§ WHAT THE TASK REQUIRES
In the passage below on Chelsea's academy players, reproduce verbatim the part that begins with the words "The significance of" and ends with "20s, if that.".

There was once a dream. As with most such dreams, it didn’t look like ever becoming reality. That’s the thing with dreams. If they were more likely, they would be called something else. Plans, maybe. Objectives. This was a dream, a dream of Chelsea, made in Chelsea, for the modern game.

Three months into this dream, it still feels about as stable as the third level of Inception. Even talking about it too much might unsettle it. The dream is over once you realize you’re in a dream. But the reality, with a few early exceptions, has matched the dream. In a way, it has exceeded it, even. After all, it’s real. And it’s spectacular.

“You look at the boys now, there’s so many coming through and doing so well. It’s a bit surreal we are all coming through together and doing it. We are all working hard and, hopefully, we can keep doing well for many years to come.”

The significance of Chelsea building a homegrown core cultivated over a decade in the Academy is not lost on those actually carrying out this project. The likes of Mason Mount, Tammy Abraham, Fikayo Tomori, Callum Hudson-Odoi, Reece James — and hopefully many more to follow — know exactly what this means, precisely because they’ve observed it from the closest possible vantage point, from an early age. They’ve lived Chelsea practically all their lives, and they’re barely into their 20s, if that.

“We can feel that goodwill from the fans, 100 per cent. It’s something they’ve been calling for for a long time, [young] players coming through and doing well for the club. We can feel it on the pitch and we want to give that extra yard for the fans. We’ve been doing that so far and we need to keep that mentality throughout the whole season.

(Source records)

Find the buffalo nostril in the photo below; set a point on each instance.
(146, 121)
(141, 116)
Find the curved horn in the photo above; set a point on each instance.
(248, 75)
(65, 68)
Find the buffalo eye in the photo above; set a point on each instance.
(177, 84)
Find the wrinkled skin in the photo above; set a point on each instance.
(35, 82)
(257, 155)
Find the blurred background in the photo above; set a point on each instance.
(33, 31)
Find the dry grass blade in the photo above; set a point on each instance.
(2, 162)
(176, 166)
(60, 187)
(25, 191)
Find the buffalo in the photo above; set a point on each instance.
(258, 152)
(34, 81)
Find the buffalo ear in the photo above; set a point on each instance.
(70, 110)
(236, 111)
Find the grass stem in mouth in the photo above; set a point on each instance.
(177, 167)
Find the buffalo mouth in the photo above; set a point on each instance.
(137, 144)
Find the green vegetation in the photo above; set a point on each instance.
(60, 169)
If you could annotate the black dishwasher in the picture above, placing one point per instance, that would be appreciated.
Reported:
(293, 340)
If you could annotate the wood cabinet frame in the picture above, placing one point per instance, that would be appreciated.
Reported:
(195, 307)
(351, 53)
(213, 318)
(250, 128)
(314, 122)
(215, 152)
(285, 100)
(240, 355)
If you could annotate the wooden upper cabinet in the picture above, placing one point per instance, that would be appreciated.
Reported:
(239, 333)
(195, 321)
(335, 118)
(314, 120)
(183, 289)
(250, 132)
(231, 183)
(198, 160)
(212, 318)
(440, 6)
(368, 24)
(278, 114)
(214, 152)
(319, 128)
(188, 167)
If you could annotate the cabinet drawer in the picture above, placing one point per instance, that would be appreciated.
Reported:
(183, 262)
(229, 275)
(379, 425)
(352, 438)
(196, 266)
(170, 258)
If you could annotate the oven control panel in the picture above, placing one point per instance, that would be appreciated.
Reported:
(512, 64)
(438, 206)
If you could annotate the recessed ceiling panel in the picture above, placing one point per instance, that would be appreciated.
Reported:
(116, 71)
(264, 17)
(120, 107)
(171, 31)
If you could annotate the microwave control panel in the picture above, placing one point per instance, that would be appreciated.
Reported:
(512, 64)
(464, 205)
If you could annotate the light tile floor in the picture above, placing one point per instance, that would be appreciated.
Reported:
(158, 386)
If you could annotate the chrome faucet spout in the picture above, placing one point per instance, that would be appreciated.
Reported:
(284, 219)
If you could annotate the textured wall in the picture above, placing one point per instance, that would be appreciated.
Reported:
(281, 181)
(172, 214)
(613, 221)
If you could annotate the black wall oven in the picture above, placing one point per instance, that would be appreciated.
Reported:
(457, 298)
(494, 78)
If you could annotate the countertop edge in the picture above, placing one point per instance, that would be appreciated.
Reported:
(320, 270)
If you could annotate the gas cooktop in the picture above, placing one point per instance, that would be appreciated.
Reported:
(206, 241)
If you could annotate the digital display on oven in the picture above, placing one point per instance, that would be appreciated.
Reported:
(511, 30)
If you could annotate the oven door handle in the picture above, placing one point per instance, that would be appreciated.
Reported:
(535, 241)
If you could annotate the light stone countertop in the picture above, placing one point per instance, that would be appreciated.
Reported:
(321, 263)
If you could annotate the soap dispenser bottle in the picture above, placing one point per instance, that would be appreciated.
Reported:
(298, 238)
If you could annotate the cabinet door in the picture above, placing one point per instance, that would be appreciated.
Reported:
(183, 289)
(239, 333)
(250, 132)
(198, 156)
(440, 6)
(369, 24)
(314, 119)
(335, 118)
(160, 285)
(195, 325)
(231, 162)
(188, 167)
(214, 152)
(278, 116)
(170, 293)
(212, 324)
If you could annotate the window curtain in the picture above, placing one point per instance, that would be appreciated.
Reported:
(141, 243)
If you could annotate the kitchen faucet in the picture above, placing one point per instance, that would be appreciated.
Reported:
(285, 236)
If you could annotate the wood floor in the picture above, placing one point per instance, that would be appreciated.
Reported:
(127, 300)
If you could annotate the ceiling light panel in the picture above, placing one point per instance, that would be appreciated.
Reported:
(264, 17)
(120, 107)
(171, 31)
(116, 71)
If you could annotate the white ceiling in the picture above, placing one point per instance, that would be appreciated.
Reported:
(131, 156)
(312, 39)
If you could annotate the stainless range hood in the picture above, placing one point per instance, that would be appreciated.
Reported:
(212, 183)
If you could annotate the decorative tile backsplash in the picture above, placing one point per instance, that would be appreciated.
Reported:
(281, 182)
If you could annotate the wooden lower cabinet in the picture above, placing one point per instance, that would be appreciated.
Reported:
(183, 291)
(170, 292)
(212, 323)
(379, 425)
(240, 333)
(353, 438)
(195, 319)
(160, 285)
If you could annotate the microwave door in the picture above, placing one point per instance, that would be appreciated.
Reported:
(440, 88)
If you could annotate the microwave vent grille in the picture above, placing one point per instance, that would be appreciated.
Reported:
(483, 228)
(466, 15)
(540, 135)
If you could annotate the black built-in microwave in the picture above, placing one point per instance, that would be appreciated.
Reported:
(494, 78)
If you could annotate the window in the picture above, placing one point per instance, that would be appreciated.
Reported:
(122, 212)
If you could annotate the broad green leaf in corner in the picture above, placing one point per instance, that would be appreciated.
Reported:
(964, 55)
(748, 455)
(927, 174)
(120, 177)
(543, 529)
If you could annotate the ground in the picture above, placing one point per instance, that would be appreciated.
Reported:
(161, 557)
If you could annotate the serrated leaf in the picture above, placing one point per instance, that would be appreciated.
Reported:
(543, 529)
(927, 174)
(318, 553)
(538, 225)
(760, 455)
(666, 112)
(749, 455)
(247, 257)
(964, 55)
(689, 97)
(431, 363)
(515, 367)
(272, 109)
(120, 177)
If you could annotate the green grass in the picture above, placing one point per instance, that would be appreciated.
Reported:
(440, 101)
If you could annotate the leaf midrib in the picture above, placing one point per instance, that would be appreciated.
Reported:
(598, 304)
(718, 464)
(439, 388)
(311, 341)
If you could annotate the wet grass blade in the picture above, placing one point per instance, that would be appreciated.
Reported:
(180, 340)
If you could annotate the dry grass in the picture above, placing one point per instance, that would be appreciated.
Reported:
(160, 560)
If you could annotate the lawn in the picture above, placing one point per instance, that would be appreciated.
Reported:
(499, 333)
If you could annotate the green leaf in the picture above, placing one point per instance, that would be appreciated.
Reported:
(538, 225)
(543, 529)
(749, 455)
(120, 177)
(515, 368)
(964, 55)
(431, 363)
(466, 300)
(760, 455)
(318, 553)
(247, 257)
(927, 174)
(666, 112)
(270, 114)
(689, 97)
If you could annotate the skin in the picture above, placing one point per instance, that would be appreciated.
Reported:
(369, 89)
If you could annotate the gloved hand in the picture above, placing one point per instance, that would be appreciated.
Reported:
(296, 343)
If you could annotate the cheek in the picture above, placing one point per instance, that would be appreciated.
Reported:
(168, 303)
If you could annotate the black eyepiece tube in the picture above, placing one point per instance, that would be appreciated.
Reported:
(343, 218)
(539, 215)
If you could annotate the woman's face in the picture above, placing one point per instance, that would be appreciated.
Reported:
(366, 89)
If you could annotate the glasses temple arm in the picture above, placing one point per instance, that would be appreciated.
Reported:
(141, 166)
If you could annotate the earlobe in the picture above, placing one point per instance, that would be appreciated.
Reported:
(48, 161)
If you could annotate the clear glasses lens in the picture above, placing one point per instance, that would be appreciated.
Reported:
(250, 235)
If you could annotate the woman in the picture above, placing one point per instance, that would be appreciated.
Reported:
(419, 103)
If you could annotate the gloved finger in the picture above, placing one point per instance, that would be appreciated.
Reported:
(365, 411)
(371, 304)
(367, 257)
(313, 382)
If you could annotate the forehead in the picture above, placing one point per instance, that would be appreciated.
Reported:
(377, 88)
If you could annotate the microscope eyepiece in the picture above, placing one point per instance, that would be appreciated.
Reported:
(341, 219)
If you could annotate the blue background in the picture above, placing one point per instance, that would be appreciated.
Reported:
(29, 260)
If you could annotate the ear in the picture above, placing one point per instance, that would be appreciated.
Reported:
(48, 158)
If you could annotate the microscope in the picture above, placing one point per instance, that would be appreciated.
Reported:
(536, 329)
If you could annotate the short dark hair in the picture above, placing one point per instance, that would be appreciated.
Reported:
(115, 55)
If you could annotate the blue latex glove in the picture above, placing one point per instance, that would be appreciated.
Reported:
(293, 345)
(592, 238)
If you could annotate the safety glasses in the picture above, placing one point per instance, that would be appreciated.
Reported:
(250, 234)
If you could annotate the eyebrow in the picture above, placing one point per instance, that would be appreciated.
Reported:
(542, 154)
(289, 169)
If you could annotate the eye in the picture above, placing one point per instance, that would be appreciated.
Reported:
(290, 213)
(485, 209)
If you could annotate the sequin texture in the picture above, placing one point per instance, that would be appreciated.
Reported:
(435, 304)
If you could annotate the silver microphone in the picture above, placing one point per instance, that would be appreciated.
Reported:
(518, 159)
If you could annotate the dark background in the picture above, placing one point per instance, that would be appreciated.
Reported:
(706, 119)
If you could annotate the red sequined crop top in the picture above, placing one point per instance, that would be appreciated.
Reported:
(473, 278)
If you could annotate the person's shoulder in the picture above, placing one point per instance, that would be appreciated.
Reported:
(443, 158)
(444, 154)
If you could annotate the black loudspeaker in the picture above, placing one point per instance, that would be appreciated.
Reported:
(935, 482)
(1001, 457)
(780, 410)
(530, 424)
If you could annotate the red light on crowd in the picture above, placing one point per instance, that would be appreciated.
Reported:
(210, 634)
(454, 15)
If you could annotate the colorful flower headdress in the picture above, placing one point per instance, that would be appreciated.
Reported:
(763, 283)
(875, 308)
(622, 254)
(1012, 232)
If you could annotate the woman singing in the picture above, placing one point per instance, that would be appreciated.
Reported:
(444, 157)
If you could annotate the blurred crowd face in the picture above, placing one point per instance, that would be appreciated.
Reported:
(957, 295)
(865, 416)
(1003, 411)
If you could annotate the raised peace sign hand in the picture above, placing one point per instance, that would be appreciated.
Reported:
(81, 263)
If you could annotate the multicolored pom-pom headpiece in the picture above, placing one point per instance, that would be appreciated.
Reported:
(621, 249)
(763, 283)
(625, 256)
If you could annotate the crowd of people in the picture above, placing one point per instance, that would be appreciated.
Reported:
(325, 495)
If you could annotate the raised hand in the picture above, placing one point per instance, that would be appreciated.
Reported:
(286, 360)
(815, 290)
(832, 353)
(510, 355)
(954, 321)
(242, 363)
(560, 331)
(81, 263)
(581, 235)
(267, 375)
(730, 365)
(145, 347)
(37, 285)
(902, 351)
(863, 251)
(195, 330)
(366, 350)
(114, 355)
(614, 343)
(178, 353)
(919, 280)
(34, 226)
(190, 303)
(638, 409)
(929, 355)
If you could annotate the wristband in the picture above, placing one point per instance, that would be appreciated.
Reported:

§ FULL SOLUTION
The significance of Chelsea building a homegrown core cultivated over a decade in the Academy is not lost on those actually carrying out this project. The likes of Mason Mount, Tammy Abraham, Fikayo Tomori, Callum Hudson-Odoi, Reece James — and hopefully many more to follow — know exactly what this means, precisely because they’ve observed it from the closest possible vantage point, from an early age. They’ve lived Chelsea practically all their lives, and they’re barely into their 20s, if that.